A Collection of Random Thoughts

Devin Z
6 min readJan 8, 2023

What came to me in the past three years (2020–2022).

Lover’s Point Beach, January 1, 2023

The unexamined life is not worth living.

— Socrates

Miscellaneous Thoughts

  • Three strategies to solve engineering problems:
    - Abstraction
    - Decomposition
    - Iteration
  • Just as you can’t improve it if you don’t measure it, you are not likely to fix a bug if you don’t reproduce it.
  • Don’t rest on how things work in one way. Think of alternatives and reason about the trade-offs.
  • How can testing and CI go wrong?
    - Tests are not automatic. Every time someone has to manually check whether something still works.
    - Tests are brittle due to overly rigid expectations, and thus become diff checkers.
    - Tests are flaky due to non-hermeticity. They rely on something beyond the single machine or even something not built from the same source version.
    - The system under testing is non-deterministic. This is not the fault of a test, but ends up harming testability.

= = = = =

Job:
Can you extend the random-thoughts post on engineering past its final point about non-deterministic systems harming testability?

Data excerpted from a collection:
= = = = =

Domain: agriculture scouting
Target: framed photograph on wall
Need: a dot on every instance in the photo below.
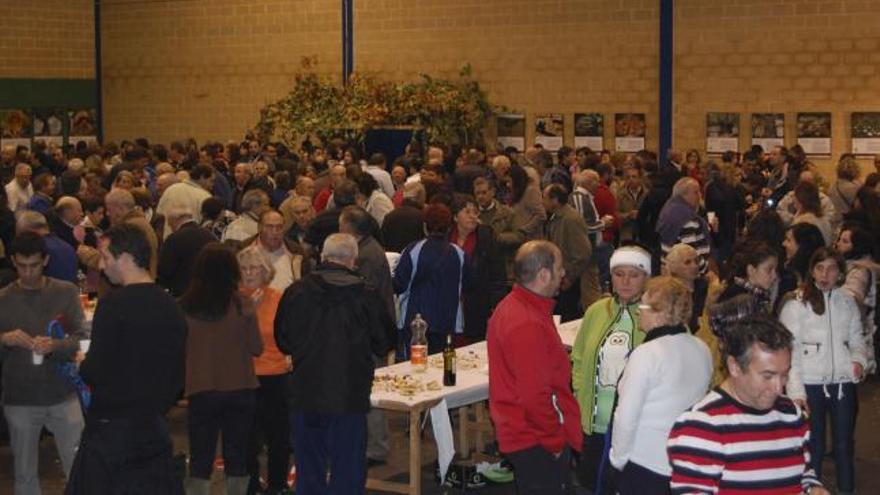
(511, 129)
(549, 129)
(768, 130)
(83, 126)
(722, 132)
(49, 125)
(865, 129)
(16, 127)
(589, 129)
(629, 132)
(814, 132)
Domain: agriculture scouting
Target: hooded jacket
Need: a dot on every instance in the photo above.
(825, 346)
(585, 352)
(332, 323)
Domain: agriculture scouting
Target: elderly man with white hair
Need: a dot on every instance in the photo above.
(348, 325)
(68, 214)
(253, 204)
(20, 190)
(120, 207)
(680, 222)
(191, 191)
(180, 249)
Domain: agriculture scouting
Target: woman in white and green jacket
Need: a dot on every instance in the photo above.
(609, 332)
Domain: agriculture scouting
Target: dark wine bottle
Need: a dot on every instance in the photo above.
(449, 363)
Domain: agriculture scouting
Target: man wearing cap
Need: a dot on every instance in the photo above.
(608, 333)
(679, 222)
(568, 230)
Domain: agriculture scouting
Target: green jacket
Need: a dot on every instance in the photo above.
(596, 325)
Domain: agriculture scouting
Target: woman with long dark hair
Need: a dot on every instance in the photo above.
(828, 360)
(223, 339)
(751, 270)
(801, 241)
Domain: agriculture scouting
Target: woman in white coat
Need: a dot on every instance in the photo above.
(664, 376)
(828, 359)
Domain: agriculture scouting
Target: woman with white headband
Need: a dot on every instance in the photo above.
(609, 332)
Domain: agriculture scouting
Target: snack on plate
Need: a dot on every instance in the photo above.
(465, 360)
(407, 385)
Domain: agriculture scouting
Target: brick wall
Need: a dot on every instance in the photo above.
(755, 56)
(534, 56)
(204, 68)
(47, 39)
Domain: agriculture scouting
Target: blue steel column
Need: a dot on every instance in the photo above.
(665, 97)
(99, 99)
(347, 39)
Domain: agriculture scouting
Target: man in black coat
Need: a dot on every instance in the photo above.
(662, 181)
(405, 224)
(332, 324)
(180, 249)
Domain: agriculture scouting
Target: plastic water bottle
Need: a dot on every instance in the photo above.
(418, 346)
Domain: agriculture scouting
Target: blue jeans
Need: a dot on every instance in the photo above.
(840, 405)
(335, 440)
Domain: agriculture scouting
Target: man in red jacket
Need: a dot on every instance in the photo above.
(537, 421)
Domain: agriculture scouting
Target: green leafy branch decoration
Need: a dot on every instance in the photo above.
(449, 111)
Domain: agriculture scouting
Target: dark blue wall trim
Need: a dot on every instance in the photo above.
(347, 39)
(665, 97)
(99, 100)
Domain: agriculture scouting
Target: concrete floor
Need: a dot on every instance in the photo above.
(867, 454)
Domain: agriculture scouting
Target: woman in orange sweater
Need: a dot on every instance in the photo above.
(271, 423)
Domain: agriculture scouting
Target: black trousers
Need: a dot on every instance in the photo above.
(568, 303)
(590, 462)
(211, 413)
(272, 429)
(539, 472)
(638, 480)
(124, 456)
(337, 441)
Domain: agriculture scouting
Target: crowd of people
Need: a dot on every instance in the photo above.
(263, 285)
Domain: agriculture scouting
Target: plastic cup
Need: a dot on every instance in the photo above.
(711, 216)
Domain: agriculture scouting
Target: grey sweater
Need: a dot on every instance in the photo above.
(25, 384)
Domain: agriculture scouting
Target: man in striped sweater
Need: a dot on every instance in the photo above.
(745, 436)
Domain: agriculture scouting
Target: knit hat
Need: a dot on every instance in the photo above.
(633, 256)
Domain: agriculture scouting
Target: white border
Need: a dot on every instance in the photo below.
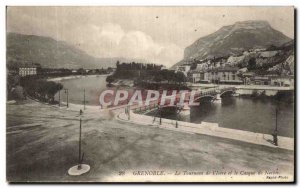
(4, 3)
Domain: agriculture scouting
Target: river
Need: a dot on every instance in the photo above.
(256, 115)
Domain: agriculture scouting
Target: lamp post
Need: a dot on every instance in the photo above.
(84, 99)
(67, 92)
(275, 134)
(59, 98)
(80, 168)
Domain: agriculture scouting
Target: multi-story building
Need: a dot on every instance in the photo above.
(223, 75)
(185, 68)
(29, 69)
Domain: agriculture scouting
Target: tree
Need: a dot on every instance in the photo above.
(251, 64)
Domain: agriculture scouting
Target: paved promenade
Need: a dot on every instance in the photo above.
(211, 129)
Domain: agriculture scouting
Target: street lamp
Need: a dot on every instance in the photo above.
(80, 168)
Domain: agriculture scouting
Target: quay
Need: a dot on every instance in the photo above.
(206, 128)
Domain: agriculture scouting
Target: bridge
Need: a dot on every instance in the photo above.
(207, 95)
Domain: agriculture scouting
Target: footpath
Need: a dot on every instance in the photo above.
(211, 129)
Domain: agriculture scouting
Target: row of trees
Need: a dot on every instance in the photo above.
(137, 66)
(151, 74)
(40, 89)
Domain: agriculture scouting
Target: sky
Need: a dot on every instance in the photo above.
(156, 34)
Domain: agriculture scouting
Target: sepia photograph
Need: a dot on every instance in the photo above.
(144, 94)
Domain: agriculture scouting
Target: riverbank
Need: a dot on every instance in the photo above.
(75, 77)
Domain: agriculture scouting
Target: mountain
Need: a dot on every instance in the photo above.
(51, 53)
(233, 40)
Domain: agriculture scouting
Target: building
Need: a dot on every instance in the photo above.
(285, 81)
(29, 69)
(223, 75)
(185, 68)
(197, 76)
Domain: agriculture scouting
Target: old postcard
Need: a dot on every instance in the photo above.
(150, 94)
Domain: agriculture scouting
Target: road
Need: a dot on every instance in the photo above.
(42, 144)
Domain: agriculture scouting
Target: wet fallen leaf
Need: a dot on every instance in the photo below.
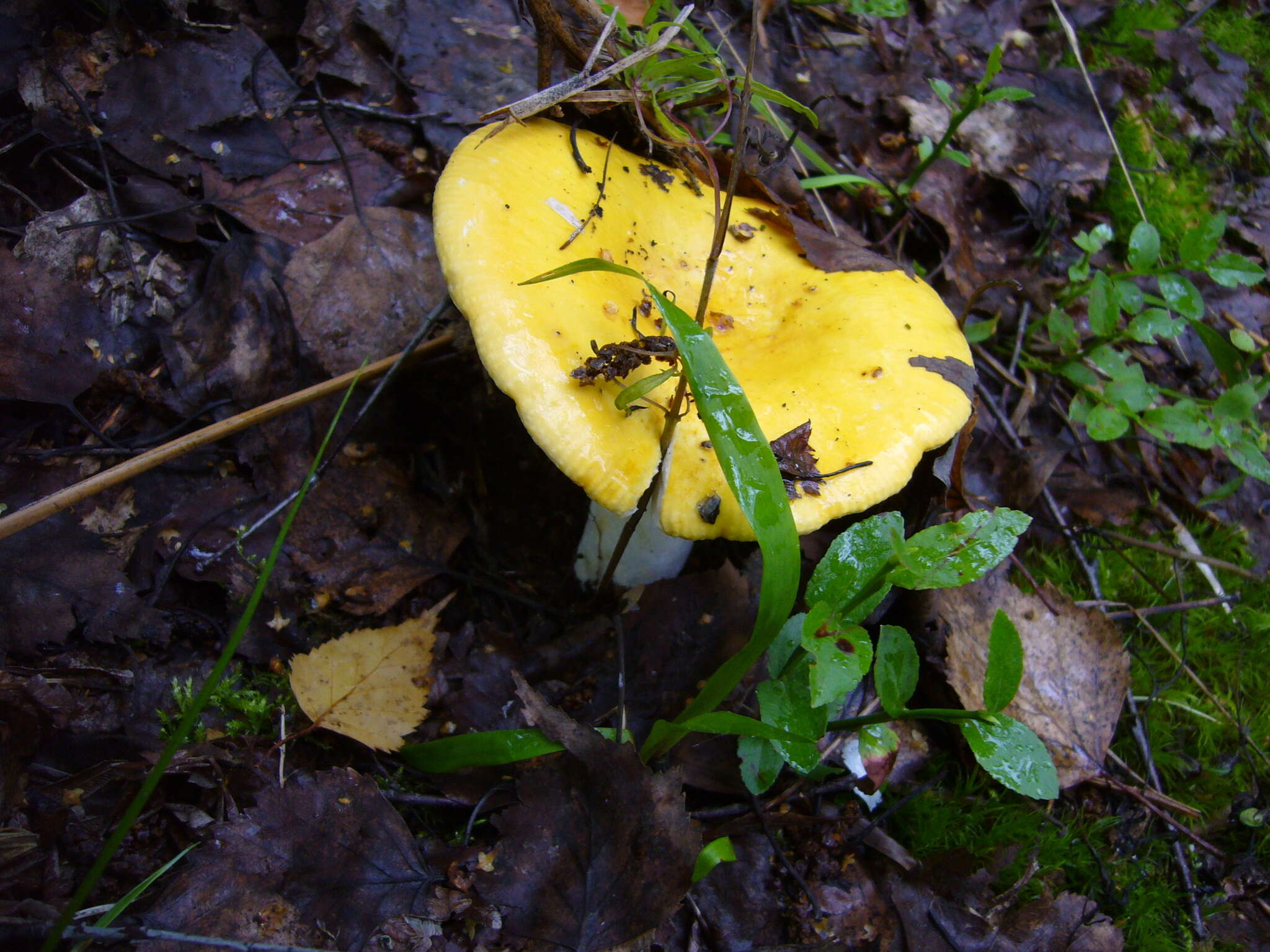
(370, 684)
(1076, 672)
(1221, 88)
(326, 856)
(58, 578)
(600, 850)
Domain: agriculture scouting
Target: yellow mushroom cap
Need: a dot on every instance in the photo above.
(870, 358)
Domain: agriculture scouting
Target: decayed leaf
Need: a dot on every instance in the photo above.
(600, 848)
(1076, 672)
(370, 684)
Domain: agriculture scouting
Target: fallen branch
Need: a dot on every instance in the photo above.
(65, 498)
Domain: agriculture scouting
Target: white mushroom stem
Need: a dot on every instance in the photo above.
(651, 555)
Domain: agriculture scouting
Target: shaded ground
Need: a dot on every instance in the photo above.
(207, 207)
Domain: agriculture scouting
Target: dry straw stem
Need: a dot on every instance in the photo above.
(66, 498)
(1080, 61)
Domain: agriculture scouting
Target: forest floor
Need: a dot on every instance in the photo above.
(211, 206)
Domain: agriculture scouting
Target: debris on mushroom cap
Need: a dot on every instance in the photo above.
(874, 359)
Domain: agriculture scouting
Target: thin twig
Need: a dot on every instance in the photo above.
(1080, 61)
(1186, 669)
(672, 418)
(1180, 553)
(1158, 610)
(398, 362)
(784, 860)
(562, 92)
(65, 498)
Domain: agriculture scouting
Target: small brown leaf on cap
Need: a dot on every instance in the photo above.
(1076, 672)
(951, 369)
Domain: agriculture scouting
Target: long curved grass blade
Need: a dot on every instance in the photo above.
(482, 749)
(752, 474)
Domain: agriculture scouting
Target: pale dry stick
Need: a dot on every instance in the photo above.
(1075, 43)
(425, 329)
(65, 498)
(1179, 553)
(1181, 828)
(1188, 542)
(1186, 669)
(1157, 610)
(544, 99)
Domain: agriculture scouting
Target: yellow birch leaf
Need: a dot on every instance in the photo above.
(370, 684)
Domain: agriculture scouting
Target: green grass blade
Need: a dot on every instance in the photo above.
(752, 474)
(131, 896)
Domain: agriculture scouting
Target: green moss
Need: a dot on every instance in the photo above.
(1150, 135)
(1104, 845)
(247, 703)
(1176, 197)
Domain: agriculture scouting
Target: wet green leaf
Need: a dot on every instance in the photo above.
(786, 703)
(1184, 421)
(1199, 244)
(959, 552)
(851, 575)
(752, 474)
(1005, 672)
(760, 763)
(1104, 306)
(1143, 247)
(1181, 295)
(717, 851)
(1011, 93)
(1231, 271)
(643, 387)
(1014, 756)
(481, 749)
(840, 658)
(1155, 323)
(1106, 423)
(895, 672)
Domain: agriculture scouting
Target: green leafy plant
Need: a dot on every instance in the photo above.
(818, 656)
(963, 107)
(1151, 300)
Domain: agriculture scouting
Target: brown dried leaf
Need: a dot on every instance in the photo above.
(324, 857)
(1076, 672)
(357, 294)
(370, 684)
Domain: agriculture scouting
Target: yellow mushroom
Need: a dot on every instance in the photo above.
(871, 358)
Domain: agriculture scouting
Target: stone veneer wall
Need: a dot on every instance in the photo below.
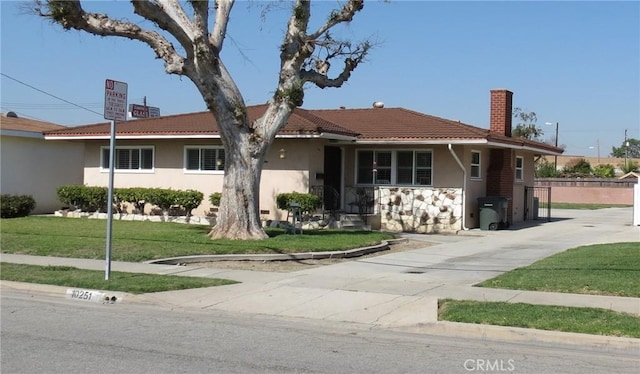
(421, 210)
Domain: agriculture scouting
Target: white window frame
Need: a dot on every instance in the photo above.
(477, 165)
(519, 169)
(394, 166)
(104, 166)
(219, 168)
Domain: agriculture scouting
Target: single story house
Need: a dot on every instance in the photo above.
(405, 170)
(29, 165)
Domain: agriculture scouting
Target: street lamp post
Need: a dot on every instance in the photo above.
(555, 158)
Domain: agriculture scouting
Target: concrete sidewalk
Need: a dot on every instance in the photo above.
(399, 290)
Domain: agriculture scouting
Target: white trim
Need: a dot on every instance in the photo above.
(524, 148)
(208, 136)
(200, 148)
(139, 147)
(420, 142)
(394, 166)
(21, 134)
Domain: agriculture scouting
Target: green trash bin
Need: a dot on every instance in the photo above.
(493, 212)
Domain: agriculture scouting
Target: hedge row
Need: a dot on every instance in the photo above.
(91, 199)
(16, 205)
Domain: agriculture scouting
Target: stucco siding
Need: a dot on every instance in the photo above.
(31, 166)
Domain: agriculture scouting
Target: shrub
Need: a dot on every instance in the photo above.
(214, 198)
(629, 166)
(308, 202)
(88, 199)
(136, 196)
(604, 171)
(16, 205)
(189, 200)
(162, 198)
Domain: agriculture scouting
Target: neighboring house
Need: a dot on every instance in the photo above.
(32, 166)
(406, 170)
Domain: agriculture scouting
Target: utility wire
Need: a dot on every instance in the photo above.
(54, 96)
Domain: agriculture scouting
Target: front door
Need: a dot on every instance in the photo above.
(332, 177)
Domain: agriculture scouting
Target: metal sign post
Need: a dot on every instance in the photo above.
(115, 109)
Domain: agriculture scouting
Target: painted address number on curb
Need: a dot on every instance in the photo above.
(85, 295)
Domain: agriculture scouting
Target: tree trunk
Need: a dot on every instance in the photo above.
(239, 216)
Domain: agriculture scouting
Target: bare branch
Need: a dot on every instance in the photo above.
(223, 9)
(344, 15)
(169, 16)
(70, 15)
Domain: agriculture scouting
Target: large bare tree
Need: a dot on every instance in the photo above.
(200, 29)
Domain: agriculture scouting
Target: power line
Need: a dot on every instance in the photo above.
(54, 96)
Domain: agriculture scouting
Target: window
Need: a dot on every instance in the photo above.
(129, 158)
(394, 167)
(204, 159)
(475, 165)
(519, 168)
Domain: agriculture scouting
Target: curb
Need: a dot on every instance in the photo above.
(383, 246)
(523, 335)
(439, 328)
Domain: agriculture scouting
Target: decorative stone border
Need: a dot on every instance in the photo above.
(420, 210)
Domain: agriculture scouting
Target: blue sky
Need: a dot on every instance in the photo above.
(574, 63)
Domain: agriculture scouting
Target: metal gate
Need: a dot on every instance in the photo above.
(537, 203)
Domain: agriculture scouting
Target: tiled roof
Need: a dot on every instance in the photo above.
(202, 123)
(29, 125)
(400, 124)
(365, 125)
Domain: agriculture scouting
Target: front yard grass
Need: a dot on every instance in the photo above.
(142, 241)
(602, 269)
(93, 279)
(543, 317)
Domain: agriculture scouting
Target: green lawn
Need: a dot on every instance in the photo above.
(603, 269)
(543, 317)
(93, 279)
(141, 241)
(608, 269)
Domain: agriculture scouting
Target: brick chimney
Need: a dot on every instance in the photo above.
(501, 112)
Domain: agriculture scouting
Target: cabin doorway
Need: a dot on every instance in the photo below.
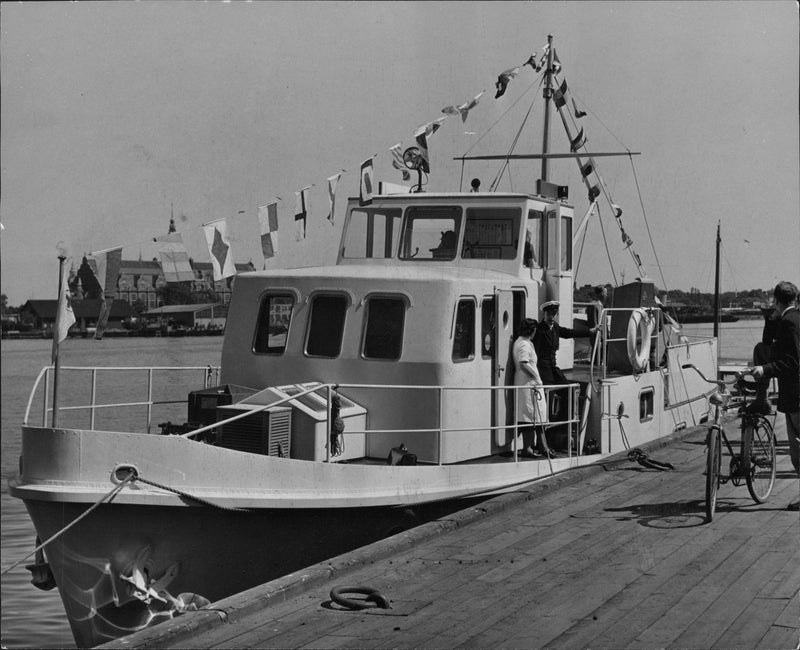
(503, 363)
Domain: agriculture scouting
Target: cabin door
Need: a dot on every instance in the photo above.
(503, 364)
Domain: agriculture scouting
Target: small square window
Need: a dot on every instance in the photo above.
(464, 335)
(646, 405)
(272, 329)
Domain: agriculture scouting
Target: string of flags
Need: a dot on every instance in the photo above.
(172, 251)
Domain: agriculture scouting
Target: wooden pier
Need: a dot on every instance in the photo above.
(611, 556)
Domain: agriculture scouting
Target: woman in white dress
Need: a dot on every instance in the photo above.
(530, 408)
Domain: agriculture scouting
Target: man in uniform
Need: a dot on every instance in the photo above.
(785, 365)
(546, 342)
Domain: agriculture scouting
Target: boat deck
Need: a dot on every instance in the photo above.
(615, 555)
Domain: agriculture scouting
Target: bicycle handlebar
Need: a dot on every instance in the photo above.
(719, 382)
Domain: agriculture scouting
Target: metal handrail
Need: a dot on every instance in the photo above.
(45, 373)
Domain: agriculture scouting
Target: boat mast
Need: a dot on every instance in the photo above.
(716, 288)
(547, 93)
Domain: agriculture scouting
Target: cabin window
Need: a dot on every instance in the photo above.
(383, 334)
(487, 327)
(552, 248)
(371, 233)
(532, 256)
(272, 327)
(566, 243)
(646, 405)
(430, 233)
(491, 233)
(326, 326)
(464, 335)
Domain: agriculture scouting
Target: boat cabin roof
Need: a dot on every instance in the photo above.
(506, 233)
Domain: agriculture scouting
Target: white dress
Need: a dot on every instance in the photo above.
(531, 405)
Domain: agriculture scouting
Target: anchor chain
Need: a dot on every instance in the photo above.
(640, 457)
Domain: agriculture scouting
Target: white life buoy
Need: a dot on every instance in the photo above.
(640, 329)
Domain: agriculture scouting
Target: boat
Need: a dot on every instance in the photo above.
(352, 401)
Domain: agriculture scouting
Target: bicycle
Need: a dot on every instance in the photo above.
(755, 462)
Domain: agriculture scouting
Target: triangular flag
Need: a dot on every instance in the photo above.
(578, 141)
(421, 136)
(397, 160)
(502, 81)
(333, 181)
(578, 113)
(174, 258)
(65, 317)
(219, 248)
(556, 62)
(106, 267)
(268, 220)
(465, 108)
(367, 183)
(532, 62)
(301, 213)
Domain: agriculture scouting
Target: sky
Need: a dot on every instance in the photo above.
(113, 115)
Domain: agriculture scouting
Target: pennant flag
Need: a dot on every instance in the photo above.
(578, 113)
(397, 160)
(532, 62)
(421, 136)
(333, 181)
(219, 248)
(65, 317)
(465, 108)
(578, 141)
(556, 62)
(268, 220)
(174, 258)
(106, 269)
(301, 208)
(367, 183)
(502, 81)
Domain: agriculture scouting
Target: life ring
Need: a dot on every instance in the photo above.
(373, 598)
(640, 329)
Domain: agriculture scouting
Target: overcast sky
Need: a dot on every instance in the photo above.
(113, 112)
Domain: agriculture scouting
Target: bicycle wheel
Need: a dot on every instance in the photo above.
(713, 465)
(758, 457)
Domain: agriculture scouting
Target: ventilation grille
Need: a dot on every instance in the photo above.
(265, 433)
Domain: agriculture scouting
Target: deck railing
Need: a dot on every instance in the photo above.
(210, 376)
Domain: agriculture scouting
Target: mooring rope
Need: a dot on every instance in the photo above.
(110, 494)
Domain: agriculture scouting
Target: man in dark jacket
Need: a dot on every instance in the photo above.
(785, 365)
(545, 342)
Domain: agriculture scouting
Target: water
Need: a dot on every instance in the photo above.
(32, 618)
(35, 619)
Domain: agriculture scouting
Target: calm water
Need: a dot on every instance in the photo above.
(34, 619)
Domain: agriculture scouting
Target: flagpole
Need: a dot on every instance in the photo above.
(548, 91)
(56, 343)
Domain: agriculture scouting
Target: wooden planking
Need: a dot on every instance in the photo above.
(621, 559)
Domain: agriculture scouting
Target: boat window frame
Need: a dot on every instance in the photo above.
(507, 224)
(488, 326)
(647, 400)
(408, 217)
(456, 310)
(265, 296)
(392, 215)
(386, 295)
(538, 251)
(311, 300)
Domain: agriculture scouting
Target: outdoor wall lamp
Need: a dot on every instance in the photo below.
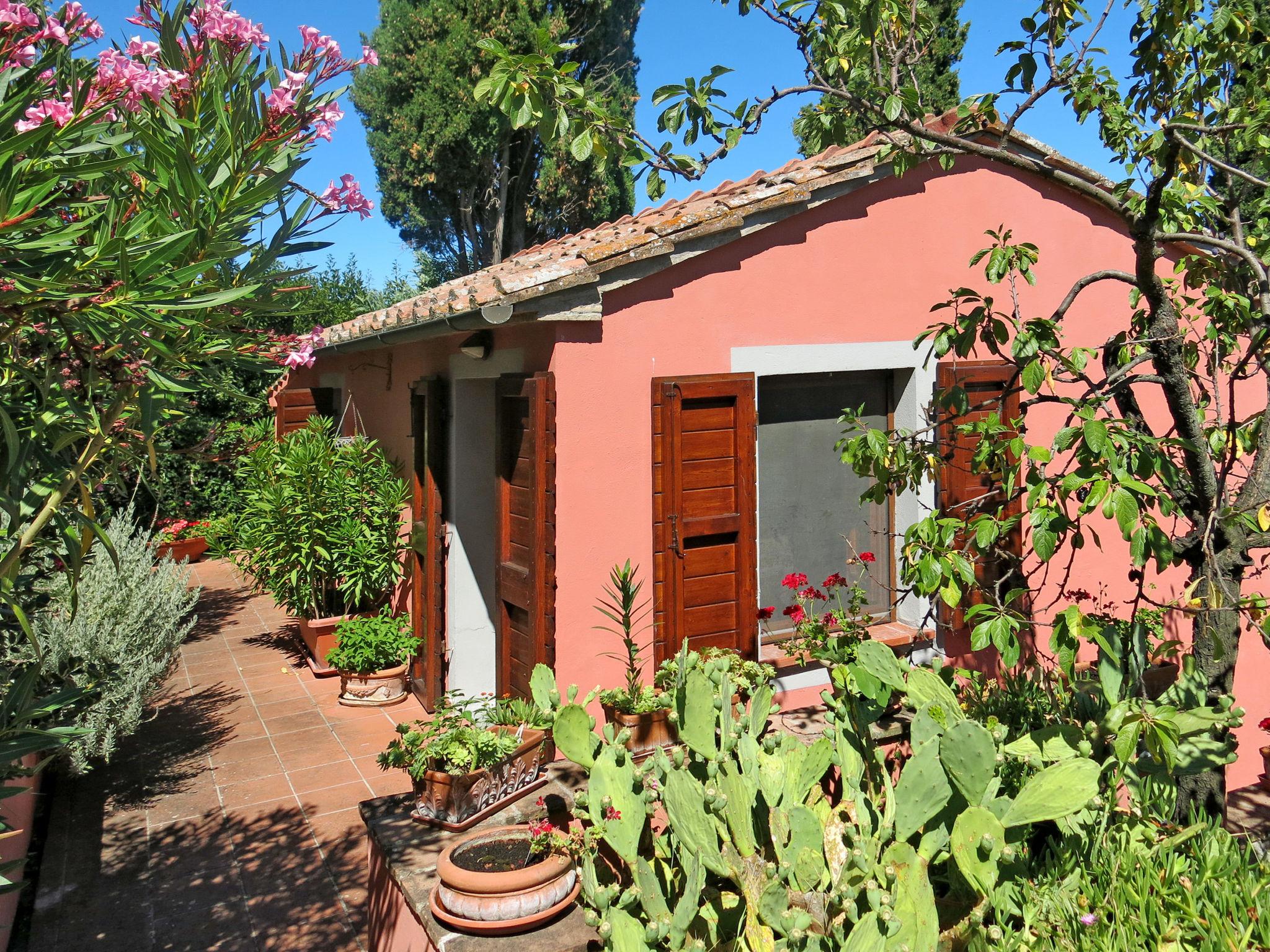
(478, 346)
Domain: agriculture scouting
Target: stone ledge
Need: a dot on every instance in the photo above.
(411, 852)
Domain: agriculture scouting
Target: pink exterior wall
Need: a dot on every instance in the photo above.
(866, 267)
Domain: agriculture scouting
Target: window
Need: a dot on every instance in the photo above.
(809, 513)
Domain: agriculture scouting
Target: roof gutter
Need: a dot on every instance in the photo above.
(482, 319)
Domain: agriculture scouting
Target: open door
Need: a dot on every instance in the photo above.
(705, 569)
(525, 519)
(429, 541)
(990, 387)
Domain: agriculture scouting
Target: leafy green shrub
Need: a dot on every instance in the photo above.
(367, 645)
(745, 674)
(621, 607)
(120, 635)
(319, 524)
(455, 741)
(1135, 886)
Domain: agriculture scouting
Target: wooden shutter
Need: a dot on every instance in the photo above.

= = = = =

Output for this task:
    - The presubmit set consists of too many medium or large tests. They increase the cost of continuous integration and create frictions on developers who submit code.
    - The automatic culprit finder is missing in post-submit. The on-caller has to make non-trivial analysis to pinpoint the bad change.
  • Shift left name resolution to compile time by letting users include your header files. Failures at link time or runtime is way harder to decipher.
  • A single repository may hide the fact that code needs to read or write different versions of data or configurations. Any change to data schemas should take compatibility into consideration.
  • Tech managers are often faced with a tradeoff between short-term performance and long-term development of their teams.
  • Rules and laws influence people by exploiting their rationality, whereas culture and norms rely on social psychology.
  • Ideologies and technical decisions are often delusions of the underlying contention for power.
  • Political entities neither are rational nor can be personified, as they are composed of irrational individuals with potentially conflicting interests.
  • We need friends not because of enemies, but we combat enemies to protect our friends.
  • An epistemological way to categorize things:
    - Those that can be physically observed.
    - Those that must exist in theory based on our observations and logic.
    - Those that we are not sure whether exist or not.
    - Those that cannot exist otherwise it would contradict our observations and logic.
  • Determinism is neither sufficient nor necessary for predictability. There are stochastic systems that exhibit crystal patterns and Newtonian systems that are incredibly chaotic.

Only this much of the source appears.